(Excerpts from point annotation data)
—————
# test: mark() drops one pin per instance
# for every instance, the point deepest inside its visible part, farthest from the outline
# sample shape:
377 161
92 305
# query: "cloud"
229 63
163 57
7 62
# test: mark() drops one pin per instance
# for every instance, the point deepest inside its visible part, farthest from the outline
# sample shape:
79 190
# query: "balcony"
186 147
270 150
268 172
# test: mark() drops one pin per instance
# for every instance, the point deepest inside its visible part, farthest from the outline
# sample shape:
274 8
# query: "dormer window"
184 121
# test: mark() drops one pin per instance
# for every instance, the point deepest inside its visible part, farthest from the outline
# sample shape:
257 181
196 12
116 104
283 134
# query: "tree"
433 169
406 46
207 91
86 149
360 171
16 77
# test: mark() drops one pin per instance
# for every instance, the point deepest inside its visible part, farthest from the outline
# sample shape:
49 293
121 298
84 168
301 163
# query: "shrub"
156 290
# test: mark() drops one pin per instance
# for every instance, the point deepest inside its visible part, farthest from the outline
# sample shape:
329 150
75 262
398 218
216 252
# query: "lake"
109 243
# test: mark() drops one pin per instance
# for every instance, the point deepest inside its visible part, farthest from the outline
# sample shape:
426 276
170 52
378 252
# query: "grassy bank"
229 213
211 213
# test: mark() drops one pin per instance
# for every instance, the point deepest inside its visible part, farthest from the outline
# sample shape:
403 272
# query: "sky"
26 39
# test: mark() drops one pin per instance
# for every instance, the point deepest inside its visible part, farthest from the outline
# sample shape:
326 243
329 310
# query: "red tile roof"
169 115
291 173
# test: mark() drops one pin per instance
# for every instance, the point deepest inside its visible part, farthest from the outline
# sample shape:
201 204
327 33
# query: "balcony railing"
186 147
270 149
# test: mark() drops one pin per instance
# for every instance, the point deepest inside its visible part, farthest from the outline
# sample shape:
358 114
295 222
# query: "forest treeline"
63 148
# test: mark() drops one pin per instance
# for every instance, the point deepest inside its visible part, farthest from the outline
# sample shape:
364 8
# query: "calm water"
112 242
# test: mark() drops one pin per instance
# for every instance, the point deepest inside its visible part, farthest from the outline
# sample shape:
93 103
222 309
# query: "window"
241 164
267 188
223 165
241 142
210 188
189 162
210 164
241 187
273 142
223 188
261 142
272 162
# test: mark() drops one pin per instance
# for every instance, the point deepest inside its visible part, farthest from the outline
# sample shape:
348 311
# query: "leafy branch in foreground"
—————
Transcribe all of the material exactly. Omit nothing.

— THE SOLUTION —
# test: mark() drops one pin per instance
# for every instance, the point deepest inside its visible part, farthest from the outline
# sample shape:
377 161
92 305
# query: "cloud"
229 63
163 57
7 62
# test: mark() drops one pin per instance
# for every instance, the point deepest inside its visible part, farthest from the outline
# sample shape:
79 190
# query: "balcony"
186 147
270 150
268 172
# test: mark() drops one pin per instance
# for every instance, the point deepest inside its visible part, farthest from the outline
# sample shape:
274 8
# query: "dormer window"
184 121
# test: mark() drops one pin per instance
# for every instance, the point deepest inside its visible part, farthest from the outline
# sample shape:
257 181
196 12
116 104
283 134
# query: "tree"
433 169
406 46
207 91
86 149
360 171
16 77
# test: mark() drops one pin per instance
# for every instance, the point deepest inside its visible part, farthest from the outline
# sample shape:
49 293
121 298
84 168
301 163
# query: "shrub"
156 290
# test: mark() drops one pin per instance
# for every instance, the point deepest inside its visible part, farthest from the outline
# sample shape:
329 150
75 262
398 218
216 252
# query: "lake"
109 243
# test: mark() drops one pin per instance
# for every instance, the point deepest inside its visible part, farthest from the outline
# sample shape:
426 276
170 52
378 252
# query: "grassy bank"
229 213
211 213
# test: mark() drops one pin per instance
# for every instance, the point deepest inside its visible part, farthest from the outline
# sample shape:
403 272
# query: "sky"
26 39
# test: mark() drops one pin per instance
# for every instance, the point deepest inside its visible part, farthest from the outline
# sample shape:
326 243
329 310
# query: "red tile roof"
169 115
291 173
# test: mark() drops one pin per instance
# for every instance, the point deepest inside its visible part, farthest from the outline
# sample shape:
201 204
327 33
# query: "balcony railing"
186 147
270 149
# test: mark() drops one pin per instance
# for every instance, the point deepest inside its visible part, farthest from the outline
# sample shape:
358 114
295 222
# query: "forest treeline"
63 148
# test: mark() drops one pin per instance
# for every instance, the point deepest inside its visible part, farthest from the outline
# sample shape:
364 8
# query: "calm water"
112 242
# test: mark() drops one pin per instance
# for every instance, the point deepest inside its visible part, farthest from the outline
# sample shape:
93 103
222 309
# query: "window"
241 164
267 188
223 165
241 142
210 188
189 162
210 164
241 187
273 142
223 188
261 142
272 162
# test: mark() drops one pin per instance
# for every instance, the point deepest inside its visible part, farthest from the outline
# sample shape:
348 311
# query: "leafy branch in foreground"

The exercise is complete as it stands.